━━━━━ THE INPUT
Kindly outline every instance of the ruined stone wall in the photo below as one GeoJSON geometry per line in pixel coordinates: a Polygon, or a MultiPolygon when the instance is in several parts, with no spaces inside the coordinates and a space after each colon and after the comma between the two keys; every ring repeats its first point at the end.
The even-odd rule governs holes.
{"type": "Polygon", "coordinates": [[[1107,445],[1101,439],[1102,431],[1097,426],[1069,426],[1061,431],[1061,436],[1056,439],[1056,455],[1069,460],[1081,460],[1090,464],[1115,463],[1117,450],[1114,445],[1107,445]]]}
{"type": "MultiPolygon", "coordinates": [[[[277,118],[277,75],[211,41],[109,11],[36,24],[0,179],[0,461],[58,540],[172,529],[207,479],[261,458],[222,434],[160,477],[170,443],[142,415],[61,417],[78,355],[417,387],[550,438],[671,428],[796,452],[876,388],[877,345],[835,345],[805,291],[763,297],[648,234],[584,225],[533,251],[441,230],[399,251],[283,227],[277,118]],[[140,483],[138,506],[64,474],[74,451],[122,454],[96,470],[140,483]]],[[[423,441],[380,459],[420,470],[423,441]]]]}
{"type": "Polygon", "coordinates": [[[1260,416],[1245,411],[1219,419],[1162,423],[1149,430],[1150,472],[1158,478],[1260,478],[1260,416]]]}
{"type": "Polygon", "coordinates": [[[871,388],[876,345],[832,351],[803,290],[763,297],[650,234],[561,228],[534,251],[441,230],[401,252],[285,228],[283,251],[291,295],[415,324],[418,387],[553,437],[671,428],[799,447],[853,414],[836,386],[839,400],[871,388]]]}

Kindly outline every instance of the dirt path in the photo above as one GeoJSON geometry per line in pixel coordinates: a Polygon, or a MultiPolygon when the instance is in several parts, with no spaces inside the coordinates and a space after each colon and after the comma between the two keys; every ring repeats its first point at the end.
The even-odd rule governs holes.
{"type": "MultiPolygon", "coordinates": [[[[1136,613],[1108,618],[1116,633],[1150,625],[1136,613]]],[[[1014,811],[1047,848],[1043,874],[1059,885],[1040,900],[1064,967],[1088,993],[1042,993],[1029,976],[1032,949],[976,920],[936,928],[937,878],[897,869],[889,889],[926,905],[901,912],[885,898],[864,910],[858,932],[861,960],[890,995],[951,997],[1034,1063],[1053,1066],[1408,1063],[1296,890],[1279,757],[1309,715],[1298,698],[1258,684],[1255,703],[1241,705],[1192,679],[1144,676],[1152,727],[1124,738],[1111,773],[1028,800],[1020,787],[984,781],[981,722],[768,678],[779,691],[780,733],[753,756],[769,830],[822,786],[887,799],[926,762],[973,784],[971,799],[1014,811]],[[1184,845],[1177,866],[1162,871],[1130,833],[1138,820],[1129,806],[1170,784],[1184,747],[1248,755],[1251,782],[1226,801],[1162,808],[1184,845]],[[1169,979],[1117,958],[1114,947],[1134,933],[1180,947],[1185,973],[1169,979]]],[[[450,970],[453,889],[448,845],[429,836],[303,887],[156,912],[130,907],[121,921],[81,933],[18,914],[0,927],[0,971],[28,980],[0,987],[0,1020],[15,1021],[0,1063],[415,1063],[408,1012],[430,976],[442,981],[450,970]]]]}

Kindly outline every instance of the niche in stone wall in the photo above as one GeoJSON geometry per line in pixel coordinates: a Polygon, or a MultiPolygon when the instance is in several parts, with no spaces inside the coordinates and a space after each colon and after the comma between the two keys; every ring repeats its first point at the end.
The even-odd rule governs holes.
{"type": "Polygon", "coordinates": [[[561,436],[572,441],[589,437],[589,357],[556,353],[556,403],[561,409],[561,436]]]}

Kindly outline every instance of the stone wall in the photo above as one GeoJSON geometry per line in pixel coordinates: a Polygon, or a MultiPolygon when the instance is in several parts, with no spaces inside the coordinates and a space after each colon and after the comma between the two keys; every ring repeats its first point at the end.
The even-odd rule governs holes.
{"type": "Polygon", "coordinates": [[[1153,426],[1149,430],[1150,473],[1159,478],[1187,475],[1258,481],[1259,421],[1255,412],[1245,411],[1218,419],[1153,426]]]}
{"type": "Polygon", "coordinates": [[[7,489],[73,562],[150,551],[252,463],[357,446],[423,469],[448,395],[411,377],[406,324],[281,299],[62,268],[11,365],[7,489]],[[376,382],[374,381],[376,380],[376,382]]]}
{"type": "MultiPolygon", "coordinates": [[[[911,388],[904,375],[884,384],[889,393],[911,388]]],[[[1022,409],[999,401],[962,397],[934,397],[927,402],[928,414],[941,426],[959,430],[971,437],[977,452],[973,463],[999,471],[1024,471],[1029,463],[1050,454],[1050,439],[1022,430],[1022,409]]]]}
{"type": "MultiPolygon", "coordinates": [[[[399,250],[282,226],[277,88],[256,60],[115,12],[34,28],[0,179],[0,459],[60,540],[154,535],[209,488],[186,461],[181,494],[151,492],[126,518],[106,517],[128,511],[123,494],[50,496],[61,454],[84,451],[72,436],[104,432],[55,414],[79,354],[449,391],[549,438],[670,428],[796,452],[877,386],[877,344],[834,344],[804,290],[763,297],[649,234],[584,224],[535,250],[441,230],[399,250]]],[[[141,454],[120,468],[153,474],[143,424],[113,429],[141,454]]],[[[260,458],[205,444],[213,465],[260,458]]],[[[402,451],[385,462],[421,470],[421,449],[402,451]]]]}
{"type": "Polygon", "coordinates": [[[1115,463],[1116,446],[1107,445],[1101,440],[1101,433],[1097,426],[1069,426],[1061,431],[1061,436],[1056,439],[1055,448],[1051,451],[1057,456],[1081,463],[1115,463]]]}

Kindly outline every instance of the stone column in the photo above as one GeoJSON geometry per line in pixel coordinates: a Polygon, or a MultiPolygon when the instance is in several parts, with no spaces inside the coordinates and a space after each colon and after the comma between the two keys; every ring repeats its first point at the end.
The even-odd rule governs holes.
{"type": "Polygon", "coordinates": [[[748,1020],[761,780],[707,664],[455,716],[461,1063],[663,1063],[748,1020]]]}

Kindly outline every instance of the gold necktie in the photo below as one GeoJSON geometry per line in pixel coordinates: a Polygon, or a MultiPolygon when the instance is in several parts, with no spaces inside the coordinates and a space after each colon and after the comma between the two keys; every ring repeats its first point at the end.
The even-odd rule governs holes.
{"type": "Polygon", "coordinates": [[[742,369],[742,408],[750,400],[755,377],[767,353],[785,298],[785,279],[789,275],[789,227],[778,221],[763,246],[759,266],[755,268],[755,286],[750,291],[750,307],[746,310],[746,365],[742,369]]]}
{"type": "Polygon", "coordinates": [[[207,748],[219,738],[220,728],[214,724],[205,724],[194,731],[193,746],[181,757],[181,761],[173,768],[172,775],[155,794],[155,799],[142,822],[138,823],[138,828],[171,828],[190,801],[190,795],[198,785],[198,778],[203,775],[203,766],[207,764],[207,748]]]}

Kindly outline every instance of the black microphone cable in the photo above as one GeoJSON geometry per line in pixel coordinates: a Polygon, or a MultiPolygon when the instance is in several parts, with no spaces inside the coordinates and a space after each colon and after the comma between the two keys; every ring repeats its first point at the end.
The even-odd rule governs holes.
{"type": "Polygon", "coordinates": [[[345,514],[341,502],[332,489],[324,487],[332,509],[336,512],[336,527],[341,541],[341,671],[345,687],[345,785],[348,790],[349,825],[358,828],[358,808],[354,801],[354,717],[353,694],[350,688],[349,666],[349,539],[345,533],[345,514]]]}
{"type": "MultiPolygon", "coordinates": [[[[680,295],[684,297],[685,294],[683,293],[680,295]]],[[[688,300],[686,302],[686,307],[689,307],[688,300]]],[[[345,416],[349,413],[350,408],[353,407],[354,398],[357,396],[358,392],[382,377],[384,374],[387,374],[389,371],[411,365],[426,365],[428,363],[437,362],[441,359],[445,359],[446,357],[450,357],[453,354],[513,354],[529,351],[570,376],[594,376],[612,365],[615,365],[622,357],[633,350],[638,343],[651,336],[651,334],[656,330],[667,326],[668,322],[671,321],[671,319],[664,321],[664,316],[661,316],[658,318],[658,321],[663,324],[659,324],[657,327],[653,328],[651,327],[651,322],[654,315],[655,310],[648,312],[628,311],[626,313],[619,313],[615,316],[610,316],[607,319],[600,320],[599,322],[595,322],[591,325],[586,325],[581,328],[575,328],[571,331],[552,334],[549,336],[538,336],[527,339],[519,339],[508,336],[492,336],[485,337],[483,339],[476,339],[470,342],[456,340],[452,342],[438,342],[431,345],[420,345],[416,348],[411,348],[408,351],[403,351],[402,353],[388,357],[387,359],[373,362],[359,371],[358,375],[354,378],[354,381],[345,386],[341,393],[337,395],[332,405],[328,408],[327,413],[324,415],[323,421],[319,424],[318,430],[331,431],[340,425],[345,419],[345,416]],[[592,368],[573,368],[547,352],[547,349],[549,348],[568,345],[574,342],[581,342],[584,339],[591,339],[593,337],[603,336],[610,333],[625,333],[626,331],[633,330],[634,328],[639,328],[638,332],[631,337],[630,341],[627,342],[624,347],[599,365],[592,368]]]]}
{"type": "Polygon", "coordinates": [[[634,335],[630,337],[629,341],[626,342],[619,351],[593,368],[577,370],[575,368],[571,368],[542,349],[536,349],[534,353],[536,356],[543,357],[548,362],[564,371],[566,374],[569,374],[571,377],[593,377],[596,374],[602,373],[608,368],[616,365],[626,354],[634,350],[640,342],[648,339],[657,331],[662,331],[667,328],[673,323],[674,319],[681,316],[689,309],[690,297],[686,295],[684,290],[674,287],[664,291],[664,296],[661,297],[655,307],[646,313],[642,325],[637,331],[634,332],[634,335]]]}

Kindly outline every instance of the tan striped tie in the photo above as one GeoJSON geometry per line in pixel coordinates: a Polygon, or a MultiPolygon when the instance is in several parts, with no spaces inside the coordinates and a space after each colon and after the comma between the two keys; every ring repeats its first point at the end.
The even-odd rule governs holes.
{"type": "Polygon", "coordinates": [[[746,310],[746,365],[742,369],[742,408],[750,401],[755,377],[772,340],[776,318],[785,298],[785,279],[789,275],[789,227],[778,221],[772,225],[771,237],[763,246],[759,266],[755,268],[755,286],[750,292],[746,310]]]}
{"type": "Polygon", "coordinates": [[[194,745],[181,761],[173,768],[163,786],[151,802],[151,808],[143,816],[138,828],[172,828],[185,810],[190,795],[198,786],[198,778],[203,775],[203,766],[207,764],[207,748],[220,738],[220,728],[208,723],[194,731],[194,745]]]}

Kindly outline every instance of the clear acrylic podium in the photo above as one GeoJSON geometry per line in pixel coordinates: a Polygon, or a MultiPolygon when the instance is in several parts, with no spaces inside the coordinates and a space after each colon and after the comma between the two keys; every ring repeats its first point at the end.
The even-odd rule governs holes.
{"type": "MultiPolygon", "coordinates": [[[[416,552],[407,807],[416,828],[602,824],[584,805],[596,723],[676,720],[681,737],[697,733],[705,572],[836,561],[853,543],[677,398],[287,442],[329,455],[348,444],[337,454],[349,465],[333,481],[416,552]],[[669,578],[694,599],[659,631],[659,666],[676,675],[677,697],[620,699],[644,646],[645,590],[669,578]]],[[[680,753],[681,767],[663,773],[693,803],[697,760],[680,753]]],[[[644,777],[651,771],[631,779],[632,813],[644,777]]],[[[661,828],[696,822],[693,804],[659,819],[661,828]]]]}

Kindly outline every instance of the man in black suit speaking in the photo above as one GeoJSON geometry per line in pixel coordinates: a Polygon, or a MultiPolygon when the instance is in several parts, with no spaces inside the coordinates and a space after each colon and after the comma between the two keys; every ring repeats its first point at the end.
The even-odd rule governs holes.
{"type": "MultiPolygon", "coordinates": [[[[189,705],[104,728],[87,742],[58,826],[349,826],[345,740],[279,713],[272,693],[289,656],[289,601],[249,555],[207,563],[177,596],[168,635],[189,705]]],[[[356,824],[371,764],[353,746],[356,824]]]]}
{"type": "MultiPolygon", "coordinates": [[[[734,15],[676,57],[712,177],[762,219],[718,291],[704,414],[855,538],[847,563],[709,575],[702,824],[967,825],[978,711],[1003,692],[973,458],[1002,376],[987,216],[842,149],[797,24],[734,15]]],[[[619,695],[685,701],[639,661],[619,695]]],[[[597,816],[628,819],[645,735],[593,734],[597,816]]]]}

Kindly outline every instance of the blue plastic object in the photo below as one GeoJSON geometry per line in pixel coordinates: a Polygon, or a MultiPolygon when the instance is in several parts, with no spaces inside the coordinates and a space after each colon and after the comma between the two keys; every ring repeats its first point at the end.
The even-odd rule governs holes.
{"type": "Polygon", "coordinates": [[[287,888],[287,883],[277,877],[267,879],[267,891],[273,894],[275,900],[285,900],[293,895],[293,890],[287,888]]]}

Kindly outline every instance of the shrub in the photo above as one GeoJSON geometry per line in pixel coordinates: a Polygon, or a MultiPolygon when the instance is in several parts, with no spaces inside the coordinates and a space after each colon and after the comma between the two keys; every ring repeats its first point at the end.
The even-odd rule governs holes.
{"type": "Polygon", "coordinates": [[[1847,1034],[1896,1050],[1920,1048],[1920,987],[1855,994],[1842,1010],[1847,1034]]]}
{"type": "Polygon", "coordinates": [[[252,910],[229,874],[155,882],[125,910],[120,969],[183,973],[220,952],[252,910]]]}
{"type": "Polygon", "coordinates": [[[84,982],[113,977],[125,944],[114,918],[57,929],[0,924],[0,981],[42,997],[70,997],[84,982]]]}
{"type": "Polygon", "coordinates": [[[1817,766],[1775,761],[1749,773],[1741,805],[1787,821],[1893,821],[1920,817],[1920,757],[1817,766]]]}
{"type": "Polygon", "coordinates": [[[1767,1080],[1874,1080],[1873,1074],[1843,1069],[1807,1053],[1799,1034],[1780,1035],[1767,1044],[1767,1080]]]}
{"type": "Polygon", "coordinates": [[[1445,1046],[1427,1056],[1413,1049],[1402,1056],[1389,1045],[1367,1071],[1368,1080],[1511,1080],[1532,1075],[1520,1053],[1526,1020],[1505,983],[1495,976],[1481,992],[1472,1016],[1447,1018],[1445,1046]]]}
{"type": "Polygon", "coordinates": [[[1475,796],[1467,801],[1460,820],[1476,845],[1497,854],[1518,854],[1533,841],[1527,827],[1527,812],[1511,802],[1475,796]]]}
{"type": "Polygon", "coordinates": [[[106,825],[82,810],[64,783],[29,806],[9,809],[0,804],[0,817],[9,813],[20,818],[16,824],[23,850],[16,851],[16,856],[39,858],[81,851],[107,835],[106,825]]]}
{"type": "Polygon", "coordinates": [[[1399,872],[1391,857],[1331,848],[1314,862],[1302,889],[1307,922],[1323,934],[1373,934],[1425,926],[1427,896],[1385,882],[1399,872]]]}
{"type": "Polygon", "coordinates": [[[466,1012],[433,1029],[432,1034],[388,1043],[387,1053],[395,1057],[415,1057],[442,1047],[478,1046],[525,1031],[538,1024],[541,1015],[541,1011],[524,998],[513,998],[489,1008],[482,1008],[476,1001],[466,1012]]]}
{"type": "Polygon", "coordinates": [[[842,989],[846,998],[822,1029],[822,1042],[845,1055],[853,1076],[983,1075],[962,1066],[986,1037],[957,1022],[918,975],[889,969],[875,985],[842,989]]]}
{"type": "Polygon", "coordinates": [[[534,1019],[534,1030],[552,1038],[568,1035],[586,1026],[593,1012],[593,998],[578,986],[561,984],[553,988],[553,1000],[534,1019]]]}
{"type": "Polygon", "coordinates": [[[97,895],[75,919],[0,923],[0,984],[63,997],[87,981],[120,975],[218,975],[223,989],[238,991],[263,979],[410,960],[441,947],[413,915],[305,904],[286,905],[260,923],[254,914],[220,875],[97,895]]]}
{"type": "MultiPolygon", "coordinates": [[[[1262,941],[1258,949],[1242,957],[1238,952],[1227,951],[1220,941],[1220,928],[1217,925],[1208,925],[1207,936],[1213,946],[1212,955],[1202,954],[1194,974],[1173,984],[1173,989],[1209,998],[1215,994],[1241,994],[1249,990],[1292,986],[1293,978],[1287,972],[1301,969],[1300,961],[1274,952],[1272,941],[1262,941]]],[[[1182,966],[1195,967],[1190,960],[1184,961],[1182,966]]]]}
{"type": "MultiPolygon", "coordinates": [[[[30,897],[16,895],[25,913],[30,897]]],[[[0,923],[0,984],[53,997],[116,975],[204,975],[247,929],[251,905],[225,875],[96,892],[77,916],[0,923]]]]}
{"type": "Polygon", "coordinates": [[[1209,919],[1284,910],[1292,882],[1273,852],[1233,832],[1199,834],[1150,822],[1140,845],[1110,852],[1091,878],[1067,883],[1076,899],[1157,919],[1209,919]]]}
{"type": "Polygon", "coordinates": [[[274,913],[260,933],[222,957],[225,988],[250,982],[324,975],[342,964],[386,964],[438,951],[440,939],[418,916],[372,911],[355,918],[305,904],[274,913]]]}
━━━━━━━━━━
# EXERCISE
Say how many lines in the records hold the word "black", giving the number by itself.

# EXERCISE RESULT
2